[DOCUMENT EXCERPT — start]

Recent research has given us a new look at this legume, especially at how it can give special support to our digestive tract, and in particular, our colon. The indigestible fraction (IF) of black beans is larger than in lentils or chickpeas. This outstanding IF can lower our risk for colon cancer, according to researchers.
There is widespread support for soaking black beans in water, but the question is, do we keep the water or toss it? A recent study found that there is an advantage to tossing the water. Getting rid of the bean-soaked water means getting rid of some of the phytates and tannins that can lower nutrient availability. It also removes some of the flatulence-related substances. It retains some of the resistant starch, however, while losing a portion of the total carbohydrate content. In general, it’s best to toss the water.
There are many more benefits from eating black beans. Most of us think of bright colored vegetables and fruits as good sources of phytonutrients. Researchers have found that black beans are an excellent source of these nutrients. They also contain kaempferol and quercetin flavonoids, along with hydroxycinnamic acids and numerous triterpenoids. The seed coat part of the bean is a very good source of three anthocyanin flavonoids, which are the cause of the rich black color we see on the beans outer surface.

[DOCUMENT EXCERPT — finish]
[EXTRACTED RECORDS — start]

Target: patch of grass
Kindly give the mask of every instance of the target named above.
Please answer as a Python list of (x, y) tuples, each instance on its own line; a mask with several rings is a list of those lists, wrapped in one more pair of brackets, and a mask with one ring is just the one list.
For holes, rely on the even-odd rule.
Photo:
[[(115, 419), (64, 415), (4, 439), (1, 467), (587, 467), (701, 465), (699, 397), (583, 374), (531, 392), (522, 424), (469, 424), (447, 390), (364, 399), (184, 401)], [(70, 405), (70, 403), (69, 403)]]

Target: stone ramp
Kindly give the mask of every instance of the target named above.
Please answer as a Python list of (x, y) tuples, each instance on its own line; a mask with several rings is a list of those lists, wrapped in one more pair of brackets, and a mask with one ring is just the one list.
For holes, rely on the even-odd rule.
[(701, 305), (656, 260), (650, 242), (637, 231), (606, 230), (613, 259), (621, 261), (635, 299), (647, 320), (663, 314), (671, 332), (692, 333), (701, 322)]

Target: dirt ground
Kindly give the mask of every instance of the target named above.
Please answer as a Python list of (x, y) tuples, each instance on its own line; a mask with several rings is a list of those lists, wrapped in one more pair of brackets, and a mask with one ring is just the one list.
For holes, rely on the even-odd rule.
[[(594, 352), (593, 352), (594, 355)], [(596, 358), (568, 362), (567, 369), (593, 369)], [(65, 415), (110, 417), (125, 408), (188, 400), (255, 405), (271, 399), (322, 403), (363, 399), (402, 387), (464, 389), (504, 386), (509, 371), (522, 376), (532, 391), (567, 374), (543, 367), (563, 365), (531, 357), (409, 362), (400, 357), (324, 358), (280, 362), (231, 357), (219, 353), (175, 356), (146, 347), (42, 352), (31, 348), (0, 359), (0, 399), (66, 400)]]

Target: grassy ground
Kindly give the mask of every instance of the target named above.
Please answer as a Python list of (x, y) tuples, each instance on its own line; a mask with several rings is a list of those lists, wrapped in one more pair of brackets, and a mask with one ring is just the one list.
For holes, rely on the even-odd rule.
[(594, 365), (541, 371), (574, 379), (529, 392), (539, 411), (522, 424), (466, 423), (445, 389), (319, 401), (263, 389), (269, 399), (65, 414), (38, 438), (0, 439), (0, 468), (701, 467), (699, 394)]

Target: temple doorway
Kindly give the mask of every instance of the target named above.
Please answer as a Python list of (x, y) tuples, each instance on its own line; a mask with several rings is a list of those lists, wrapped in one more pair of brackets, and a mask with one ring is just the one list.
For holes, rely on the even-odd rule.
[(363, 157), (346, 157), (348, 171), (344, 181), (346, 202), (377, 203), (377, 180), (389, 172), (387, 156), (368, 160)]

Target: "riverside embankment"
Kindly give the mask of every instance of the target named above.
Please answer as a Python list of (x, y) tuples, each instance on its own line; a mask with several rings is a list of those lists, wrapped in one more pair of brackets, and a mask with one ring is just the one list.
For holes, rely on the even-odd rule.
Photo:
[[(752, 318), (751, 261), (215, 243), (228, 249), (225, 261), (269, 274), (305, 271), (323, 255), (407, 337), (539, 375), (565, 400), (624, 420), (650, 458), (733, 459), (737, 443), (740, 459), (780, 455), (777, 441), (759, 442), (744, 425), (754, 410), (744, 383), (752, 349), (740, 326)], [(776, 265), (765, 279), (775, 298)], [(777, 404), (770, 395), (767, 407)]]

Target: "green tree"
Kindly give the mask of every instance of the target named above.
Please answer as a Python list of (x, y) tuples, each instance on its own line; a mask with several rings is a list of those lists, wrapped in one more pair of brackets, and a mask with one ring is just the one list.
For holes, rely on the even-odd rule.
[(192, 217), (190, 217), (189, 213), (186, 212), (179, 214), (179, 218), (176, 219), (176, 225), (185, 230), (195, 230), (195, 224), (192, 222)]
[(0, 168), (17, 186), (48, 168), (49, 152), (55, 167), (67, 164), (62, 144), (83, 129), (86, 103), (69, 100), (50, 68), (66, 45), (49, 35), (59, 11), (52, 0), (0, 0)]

[EXTRACTED RECORDS — finish]

_AIM OF THE TASK_: Quote the passage on black beans, starting with "There is widespread" and going on through "toss the water.".

_SOLUTION FOR THIS EXERCISE_:
There is widespread support for soaking black beans in water, but the question is, do we keep the water or toss it? A recent study found that there is an advantage to tossing the water. Getting rid of the bean-soaked water means getting rid of some of the phytates and tannins that can lower nutrient availability. It also removes some of the flatulence-related substances. It retains some of the resistant starch, however, while losing a portion of the total carbohydrate content. In general, it’s best to toss the water.